-- TO DO --
Collect every line of the items that contains the string "shelf". Case counts.

-- Pointing and labeling items --
## START
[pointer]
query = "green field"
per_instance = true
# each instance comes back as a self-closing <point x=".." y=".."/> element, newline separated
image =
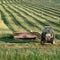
<point x="24" y="16"/>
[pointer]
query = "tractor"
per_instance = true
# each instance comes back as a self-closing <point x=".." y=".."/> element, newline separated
<point x="47" y="35"/>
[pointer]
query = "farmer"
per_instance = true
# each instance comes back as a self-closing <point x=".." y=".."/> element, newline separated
<point x="47" y="35"/>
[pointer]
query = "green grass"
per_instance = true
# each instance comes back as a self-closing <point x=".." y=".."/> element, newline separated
<point x="17" y="16"/>
<point x="29" y="54"/>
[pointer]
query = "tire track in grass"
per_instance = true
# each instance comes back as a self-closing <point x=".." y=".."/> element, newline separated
<point x="37" y="14"/>
<point x="21" y="20"/>
<point x="31" y="16"/>
<point x="9" y="21"/>
<point x="51" y="7"/>
<point x="46" y="19"/>
<point x="54" y="9"/>
<point x="41" y="12"/>
<point x="6" y="21"/>
<point x="45" y="11"/>
<point x="15" y="20"/>
<point x="29" y="22"/>
<point x="51" y="21"/>
<point x="44" y="7"/>
<point x="54" y="28"/>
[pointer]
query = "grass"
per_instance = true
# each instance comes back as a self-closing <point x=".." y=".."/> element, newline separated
<point x="24" y="17"/>
<point x="29" y="54"/>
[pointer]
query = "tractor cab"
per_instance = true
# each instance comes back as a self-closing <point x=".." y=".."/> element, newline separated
<point x="47" y="35"/>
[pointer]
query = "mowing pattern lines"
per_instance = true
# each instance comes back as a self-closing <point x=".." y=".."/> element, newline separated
<point x="26" y="17"/>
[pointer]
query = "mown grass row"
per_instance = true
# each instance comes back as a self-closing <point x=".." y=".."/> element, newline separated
<point x="44" y="9"/>
<point x="26" y="13"/>
<point x="40" y="15"/>
<point x="29" y="54"/>
<point x="55" y="22"/>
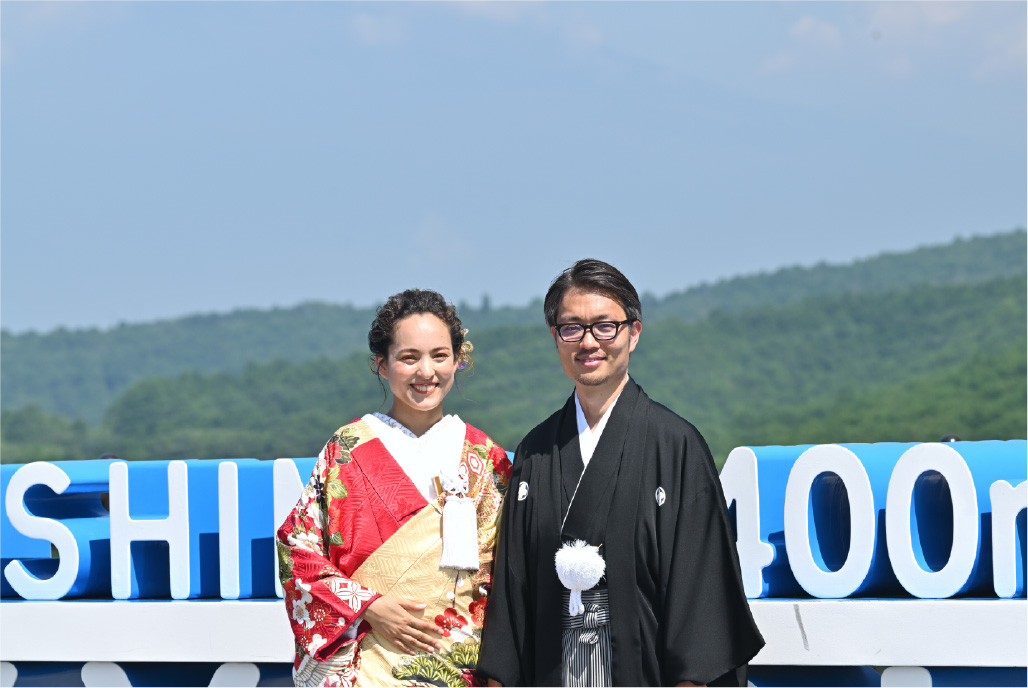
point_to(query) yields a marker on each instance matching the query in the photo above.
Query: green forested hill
(910, 364)
(80, 373)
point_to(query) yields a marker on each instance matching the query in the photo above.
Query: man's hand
(392, 618)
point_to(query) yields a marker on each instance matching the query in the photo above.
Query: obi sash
(407, 566)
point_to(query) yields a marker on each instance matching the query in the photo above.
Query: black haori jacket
(651, 498)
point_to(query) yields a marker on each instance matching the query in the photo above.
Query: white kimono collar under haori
(437, 455)
(580, 566)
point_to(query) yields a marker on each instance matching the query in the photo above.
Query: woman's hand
(392, 618)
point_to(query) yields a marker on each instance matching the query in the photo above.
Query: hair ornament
(464, 360)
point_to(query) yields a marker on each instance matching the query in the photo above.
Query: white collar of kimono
(588, 438)
(435, 453)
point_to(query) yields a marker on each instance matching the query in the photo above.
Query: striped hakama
(585, 656)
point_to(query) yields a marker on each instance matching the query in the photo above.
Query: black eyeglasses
(604, 330)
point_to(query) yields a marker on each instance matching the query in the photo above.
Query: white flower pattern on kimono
(316, 643)
(460, 635)
(308, 541)
(352, 593)
(300, 612)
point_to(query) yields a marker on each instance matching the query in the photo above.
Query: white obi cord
(460, 524)
(580, 567)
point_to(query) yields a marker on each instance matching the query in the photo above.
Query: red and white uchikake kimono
(363, 528)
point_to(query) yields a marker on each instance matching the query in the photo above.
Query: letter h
(174, 530)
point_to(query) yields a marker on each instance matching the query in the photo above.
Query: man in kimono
(616, 563)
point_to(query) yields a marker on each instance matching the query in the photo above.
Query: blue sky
(158, 159)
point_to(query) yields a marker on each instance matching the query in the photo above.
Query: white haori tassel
(460, 534)
(580, 567)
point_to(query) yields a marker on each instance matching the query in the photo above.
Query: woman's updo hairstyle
(411, 302)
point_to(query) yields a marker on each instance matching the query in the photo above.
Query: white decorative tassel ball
(579, 567)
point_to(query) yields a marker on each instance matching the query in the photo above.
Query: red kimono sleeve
(321, 602)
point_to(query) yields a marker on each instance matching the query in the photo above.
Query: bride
(387, 558)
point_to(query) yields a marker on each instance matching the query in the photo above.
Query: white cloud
(584, 34)
(777, 64)
(812, 30)
(1006, 49)
(907, 17)
(373, 30)
(898, 66)
(507, 12)
(810, 38)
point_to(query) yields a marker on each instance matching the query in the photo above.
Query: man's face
(589, 362)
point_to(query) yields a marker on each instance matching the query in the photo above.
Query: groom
(617, 484)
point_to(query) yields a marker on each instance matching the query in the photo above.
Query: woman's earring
(464, 360)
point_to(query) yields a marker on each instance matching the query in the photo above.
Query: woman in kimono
(386, 560)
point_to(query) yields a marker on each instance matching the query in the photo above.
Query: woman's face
(420, 364)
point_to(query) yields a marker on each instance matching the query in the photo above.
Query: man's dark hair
(592, 276)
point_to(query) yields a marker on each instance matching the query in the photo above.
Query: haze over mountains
(898, 347)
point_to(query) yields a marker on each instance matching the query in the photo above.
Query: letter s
(25, 583)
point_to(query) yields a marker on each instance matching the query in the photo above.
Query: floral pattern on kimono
(357, 498)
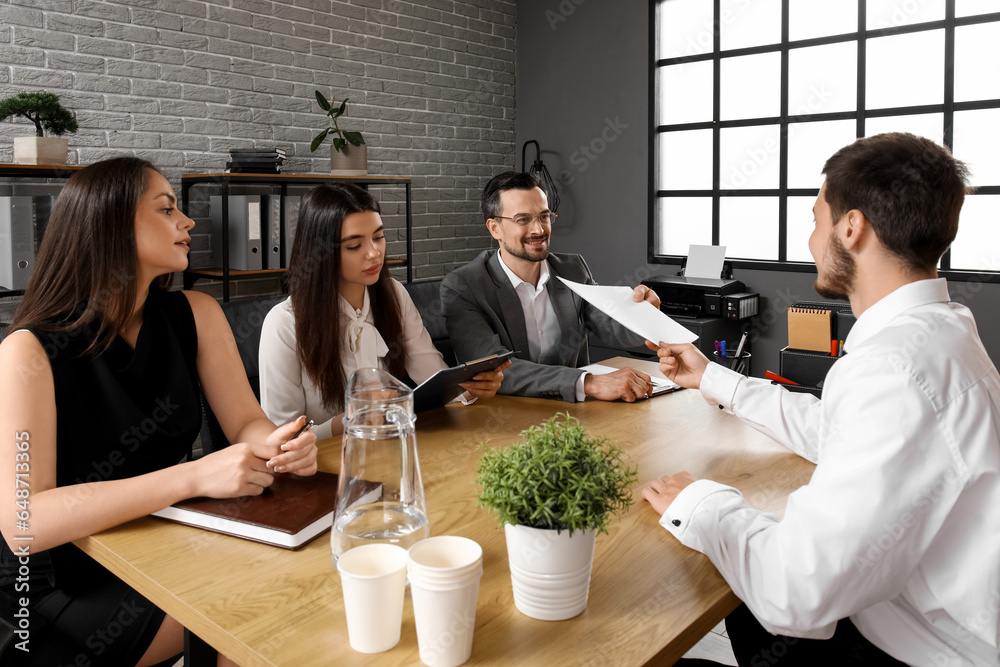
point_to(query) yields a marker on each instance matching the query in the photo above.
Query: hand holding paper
(642, 318)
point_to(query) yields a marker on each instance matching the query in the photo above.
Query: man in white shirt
(511, 299)
(891, 553)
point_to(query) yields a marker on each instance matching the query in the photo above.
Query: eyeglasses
(544, 219)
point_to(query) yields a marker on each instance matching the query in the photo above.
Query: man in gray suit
(510, 299)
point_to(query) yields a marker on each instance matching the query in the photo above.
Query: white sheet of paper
(705, 261)
(642, 318)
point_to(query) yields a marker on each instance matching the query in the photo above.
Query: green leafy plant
(341, 137)
(42, 109)
(556, 477)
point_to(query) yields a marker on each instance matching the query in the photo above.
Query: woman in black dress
(102, 378)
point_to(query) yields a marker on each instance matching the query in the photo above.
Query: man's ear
(853, 229)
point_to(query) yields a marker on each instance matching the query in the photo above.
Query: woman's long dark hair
(85, 272)
(314, 287)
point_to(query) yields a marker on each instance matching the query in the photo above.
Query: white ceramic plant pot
(41, 150)
(349, 160)
(549, 571)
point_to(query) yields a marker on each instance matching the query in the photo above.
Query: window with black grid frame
(749, 98)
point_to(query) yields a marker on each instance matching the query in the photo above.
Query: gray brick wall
(431, 86)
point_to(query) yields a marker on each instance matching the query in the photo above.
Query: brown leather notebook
(290, 513)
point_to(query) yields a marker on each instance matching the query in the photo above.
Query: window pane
(799, 223)
(685, 160)
(977, 62)
(681, 221)
(822, 79)
(921, 81)
(685, 28)
(808, 18)
(972, 7)
(977, 246)
(748, 157)
(977, 143)
(892, 13)
(929, 125)
(750, 86)
(685, 93)
(809, 147)
(745, 23)
(748, 227)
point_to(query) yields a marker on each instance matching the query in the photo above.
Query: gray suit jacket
(484, 316)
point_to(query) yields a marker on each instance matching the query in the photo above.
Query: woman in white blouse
(344, 312)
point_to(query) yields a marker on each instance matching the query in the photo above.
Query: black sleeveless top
(120, 414)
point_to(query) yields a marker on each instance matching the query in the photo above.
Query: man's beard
(837, 282)
(523, 253)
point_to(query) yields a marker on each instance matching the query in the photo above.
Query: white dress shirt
(540, 320)
(899, 527)
(287, 391)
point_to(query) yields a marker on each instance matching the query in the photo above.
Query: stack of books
(255, 160)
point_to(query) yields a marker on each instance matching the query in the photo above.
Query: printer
(693, 297)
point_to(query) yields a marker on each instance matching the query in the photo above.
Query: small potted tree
(348, 152)
(44, 110)
(552, 492)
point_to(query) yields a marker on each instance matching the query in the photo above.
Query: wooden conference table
(651, 599)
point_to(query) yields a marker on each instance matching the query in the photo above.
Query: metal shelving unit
(225, 181)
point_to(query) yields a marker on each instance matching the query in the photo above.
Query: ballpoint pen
(739, 350)
(309, 424)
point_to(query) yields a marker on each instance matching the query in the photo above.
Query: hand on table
(661, 492)
(627, 384)
(681, 363)
(643, 293)
(238, 470)
(487, 384)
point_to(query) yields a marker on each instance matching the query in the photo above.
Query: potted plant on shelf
(44, 110)
(553, 491)
(348, 153)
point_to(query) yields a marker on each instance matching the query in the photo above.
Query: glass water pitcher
(380, 495)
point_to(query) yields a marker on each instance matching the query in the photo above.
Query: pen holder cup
(741, 365)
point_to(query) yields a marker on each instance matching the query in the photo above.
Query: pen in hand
(309, 424)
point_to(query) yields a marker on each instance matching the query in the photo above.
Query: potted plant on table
(553, 491)
(45, 111)
(348, 152)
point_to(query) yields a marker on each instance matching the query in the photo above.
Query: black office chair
(426, 297)
(245, 319)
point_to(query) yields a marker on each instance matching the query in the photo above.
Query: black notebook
(444, 386)
(290, 512)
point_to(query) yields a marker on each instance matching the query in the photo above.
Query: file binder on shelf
(272, 255)
(245, 253)
(292, 204)
(17, 241)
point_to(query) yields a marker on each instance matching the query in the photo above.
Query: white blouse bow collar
(363, 339)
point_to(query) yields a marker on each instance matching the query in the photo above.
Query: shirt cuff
(581, 395)
(679, 515)
(718, 385)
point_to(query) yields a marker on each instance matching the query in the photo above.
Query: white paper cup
(373, 578)
(444, 577)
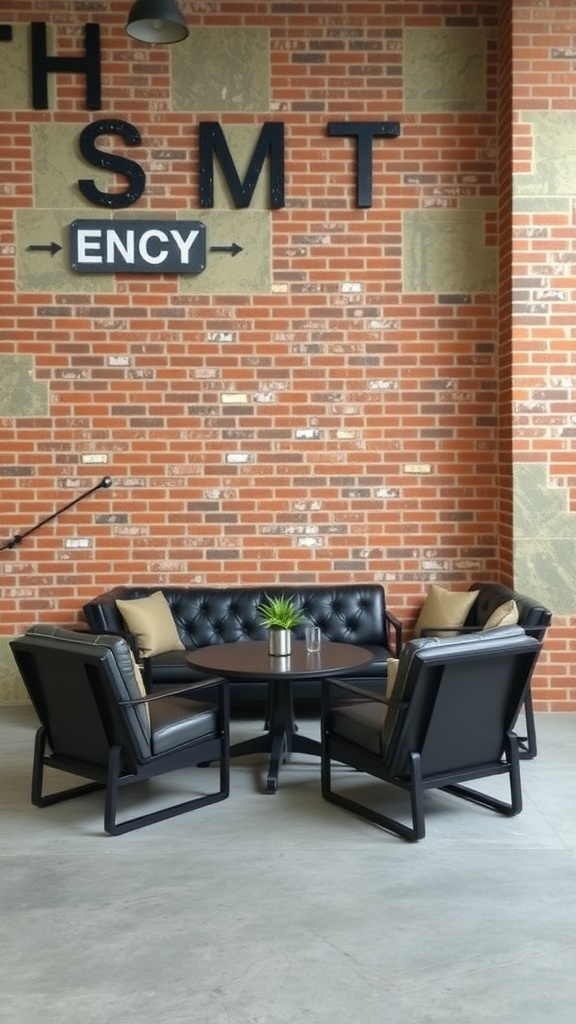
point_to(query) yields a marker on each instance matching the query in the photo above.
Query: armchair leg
(37, 797)
(527, 744)
(413, 834)
(115, 781)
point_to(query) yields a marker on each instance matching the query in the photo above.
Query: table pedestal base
(282, 737)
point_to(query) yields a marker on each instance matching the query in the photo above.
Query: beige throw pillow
(444, 608)
(152, 623)
(505, 614)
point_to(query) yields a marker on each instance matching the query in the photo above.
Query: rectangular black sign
(137, 246)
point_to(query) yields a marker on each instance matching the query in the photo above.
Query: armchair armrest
(329, 681)
(396, 625)
(177, 692)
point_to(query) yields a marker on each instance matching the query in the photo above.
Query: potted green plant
(281, 614)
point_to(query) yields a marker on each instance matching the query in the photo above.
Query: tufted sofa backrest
(346, 612)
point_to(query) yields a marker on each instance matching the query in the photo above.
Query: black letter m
(212, 141)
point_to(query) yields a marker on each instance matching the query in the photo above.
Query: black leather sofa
(347, 613)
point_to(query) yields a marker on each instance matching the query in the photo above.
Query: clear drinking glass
(313, 638)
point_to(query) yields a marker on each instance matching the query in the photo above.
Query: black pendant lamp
(157, 22)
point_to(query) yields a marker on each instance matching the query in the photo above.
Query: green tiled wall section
(445, 251)
(544, 540)
(444, 70)
(21, 394)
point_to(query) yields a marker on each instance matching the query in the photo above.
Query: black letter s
(109, 162)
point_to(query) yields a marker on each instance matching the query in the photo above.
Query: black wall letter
(88, 65)
(109, 162)
(365, 131)
(212, 140)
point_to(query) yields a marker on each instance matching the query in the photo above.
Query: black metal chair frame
(423, 753)
(117, 762)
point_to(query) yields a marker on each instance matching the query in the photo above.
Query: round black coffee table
(250, 659)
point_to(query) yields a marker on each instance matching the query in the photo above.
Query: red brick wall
(542, 281)
(347, 380)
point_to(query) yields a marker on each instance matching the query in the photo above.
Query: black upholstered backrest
(75, 682)
(204, 615)
(463, 695)
(533, 616)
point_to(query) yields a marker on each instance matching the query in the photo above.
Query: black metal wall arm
(18, 538)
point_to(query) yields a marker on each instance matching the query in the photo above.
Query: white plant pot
(279, 642)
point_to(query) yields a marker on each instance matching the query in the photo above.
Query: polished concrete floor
(278, 908)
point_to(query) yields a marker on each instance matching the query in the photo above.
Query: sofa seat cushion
(172, 723)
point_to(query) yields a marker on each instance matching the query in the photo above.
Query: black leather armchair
(449, 719)
(97, 723)
(534, 619)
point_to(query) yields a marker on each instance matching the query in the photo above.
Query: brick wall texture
(381, 392)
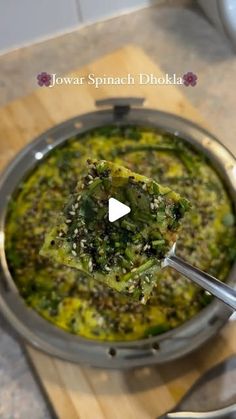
## END
-- RESULT --
Query: potted plant on shelf
Query: file binder on shelf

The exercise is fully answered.